**Testo fornito**
>>
Se si tornasse a giocare delle partite ogni tre giorni con il caldo che arriverà tra giugno, luglio e agosto poi ci saranno le coppe con un periodo intensivo dal punto di vista delle prestazioni sportive, che tipo di accorgimenti o che tipo di rischi si corrono? Cioè bisogna alzare ancora di più il livello della preparazione, dell’attenzione?

“In Italia abbiamo la fortuna di avere una medicina dello sport all’avanguardia. Quindi credo che soprattutto le società di calcio professionistiche, che possono avvalersi di medici, di preparatori atletici e di staff sanitari all’avanguardia, stiano già studiando e valutando questi aspetti. Quello che ci dobbiamo aspettare è sicuramente un aumento del rischio di infortuni. Quindi la gestione del minutaggio, delle sostituzioni, del turn over è molto delicato e sarà difficile. Però è una sfida nuova alla quale tutto il mondo che ruota intorno al calcio si deve preparare, deve essere pronto ad affrontare con serenità studiando e preparandosi. E’ una sfida importantissima perché se noi in due mesi pensiamo di recuperare quello che abbiamo perso in quattro… d’altra parte non vedo alternative”.

Ammettiamo che si arrivi al dunque e che il Governo sia contrario alla ripresa del campionato. Il Governo però può suggerire, ma non imporre. Secondo lei la Fedecalcio avrà il coraggio di prendere le sue decisioni oppure sarà subordinata a quello che dice il Governo?

“Il Governo mi sembra intenzionato a dare delle direttive piuttosto stringenti. Vedo anche come si sta comportando rispetto alle regioni che stanno prendendo decisioni leggermente diverse. Quindi penso sia difficile per chiunque opporsi o prendere delle strade diverse da quelli che saranno gli orientamenti governativi onestamente”.

Pur riconoscendo la professionalità di medici importanti, che però possono sbagliare come chiunque, lei ha una teoria ben precisa portando l’esempio del calcio di rigore ripetuto. In cosa consiste questa teoria?
<<
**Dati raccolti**
>>
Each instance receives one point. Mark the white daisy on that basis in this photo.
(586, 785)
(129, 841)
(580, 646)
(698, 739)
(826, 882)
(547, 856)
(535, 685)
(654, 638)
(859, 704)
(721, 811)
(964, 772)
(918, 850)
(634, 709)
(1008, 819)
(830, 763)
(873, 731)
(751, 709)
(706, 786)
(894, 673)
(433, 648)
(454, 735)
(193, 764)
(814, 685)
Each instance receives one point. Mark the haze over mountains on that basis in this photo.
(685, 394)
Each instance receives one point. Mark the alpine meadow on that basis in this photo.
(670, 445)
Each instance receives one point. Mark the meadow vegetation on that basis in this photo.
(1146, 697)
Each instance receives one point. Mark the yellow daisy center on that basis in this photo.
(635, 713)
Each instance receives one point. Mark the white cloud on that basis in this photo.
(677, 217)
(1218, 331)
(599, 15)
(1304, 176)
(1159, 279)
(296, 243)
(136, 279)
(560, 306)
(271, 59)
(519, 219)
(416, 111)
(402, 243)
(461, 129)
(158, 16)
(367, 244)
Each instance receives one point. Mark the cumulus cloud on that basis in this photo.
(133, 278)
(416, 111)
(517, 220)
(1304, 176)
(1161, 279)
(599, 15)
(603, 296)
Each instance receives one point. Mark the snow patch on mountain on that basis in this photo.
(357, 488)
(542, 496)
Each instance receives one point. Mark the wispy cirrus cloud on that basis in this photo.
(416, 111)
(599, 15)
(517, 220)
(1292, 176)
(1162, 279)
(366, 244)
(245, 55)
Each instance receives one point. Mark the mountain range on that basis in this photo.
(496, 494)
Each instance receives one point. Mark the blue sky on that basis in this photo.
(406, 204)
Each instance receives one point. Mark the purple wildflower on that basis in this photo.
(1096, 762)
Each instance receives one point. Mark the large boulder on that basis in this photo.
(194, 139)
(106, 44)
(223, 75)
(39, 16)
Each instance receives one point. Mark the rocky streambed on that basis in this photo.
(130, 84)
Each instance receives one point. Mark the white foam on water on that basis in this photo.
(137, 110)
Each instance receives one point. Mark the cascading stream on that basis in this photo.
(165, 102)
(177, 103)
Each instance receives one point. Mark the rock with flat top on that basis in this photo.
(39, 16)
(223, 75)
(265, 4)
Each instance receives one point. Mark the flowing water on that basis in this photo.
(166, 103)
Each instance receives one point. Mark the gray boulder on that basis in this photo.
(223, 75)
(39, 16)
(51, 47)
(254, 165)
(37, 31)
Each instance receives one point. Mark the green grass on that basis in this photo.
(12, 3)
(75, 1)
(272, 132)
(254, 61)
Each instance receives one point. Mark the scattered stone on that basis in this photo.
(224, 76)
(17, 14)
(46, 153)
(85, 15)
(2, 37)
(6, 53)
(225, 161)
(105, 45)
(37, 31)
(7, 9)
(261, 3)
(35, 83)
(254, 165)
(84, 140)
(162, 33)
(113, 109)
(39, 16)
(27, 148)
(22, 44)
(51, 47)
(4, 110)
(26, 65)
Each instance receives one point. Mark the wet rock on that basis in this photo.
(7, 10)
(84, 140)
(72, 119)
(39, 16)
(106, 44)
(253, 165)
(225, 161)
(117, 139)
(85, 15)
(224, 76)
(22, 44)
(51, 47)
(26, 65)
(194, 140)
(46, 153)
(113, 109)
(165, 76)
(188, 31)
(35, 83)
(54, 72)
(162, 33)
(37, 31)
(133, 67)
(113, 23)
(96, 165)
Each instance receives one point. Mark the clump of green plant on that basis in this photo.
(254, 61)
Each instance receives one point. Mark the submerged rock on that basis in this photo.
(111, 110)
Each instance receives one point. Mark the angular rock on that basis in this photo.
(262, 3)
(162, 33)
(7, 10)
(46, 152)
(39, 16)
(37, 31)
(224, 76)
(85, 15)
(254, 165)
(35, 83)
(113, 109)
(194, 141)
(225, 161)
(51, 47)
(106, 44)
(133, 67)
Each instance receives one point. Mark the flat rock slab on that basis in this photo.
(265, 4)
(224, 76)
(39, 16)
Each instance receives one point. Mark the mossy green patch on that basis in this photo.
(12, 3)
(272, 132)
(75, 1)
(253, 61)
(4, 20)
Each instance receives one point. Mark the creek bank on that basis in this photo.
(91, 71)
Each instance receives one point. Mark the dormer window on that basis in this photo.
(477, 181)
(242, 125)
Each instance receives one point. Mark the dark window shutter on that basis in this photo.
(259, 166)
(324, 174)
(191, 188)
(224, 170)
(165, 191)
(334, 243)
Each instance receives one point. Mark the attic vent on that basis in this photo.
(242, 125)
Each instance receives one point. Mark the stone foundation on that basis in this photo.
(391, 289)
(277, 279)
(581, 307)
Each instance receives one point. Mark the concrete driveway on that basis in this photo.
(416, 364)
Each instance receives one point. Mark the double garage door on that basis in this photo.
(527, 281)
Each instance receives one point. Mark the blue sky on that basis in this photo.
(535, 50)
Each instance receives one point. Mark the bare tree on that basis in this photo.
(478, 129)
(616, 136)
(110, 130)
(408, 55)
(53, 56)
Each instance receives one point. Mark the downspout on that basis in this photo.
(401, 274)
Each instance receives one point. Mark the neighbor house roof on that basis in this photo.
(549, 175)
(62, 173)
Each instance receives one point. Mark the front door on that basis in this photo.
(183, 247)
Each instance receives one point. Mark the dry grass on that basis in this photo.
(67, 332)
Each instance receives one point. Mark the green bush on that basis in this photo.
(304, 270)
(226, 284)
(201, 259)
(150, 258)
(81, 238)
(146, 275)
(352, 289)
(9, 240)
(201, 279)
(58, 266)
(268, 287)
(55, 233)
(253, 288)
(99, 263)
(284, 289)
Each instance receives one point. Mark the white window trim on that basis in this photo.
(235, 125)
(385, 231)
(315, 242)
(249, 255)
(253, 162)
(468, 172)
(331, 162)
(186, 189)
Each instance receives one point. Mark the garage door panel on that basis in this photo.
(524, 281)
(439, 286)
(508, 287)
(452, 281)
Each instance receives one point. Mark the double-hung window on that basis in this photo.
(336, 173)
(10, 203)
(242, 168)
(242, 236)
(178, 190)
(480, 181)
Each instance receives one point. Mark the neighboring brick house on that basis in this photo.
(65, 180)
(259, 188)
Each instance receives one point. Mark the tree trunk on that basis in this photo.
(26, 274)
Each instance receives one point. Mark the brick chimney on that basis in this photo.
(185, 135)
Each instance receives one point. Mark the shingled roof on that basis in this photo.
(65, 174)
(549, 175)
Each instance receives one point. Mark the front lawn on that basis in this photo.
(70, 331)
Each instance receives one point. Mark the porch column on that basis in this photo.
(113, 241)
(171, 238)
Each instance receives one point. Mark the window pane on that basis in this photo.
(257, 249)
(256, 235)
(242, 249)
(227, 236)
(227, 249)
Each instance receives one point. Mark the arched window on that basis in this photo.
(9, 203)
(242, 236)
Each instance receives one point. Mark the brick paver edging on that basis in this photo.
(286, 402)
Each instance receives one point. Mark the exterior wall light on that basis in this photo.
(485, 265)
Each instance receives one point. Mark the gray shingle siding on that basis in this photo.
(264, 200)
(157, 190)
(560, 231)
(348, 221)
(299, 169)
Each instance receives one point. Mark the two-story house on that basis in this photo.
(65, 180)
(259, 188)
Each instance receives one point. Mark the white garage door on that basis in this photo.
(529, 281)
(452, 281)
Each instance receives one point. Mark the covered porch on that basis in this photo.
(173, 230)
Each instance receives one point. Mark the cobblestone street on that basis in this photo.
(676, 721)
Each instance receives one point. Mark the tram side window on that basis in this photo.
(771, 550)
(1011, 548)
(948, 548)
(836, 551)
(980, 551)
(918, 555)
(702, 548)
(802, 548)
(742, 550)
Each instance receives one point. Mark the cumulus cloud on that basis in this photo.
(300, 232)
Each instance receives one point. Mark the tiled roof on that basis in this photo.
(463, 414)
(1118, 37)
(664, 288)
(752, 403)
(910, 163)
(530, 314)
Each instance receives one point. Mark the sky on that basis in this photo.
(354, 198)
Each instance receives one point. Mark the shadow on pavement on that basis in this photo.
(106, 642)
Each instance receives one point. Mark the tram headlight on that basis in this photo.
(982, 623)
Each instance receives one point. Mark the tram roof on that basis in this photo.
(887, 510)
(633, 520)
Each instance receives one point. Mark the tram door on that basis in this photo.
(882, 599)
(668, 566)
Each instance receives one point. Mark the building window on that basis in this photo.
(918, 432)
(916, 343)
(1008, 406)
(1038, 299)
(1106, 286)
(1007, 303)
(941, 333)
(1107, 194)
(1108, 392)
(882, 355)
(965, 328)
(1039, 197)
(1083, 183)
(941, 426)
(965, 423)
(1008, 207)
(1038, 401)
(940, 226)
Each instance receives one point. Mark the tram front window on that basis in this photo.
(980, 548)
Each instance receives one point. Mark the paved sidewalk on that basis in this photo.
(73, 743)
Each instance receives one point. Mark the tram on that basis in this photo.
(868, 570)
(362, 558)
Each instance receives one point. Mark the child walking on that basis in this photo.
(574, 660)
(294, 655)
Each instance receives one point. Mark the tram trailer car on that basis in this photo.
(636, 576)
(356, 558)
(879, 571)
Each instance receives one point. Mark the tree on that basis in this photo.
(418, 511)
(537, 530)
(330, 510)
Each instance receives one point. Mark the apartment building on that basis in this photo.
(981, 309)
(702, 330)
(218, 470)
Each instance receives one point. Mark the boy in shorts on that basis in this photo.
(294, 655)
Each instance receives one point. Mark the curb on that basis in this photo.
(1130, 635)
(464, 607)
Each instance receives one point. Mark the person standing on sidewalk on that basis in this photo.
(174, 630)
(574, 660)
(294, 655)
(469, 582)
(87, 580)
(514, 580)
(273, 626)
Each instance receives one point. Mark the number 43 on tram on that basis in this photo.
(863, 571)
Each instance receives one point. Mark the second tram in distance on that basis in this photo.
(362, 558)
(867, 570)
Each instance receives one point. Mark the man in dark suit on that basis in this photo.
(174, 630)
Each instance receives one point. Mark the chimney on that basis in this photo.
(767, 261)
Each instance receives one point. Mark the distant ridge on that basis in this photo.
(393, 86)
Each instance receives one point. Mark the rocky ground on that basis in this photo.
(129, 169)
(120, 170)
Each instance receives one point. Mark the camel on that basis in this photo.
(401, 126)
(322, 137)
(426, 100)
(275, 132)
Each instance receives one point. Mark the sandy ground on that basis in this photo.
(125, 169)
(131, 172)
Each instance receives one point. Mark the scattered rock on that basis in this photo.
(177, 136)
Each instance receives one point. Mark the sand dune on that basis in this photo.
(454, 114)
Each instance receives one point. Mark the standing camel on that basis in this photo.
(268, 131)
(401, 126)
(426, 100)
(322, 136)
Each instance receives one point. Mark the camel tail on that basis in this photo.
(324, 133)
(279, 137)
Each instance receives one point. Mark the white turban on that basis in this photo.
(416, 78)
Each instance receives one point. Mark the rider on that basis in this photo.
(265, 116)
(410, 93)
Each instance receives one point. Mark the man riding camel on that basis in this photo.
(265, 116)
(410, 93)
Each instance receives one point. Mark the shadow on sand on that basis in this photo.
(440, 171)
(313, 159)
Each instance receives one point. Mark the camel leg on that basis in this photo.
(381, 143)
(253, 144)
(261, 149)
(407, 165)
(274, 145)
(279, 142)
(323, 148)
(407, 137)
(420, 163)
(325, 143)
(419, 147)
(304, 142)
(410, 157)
<<
**Esercizio A**
Nell'intervista sulla ripresa del campionato, elenca le figure di cui possono avvalersi le società di calcio professionistiche secondo la risposta che inizia con «In Italia abbiamo la fortuna».
**Esercizio B**
Per favore, prosegui l'intervista sulla ripresa del campionato dopo l'ultima domanda riportata.

**Risposta attesa A**
Medici, preparatori atletici, staff sanitari all'avanguardia

**Risposta attesa B**
“Noi abbiamo una serie di esperti autorevoli che all’inizio dell’epidemia, quasi tutti, hanno sottovalutato i rischi. Questo secondo me, insieme alla negligenze e omissioni della Organizzazione Mondiale della Sanità, sono state in parte responsabili della diffusione dell’epidemia in Italia. Ripeto, attribuisco tutte le attenuanti ai miei colleghi, perché si trattava di una cosa totalmente sconosciuta. Però poi i dati hanno smentito questo iniziale ottimismo. Se io sbaglio un calcio di rigore poi nella stessa partita, dopo dieci minuti, me ne capita un altro. Ammesso che sono in grado di tirarlo, non vado certo sereno e quindi non ho quella obiettività che mi consente di giudicare la situazione. Forse sentire altri pareri, oltre a quelli dei soliti noti che appaiono in televisione, non sarebbe male”.

Sarebbe favorevole alla concentrazione del campionato nelle zone del centro Italia, cioè quelle dove i contagi sono stati minori. Per dire giocare tra Roma, Napoli, Firenze e concentrare il torneo in tre o quattro stadi per limitare spostamenti e viaggi?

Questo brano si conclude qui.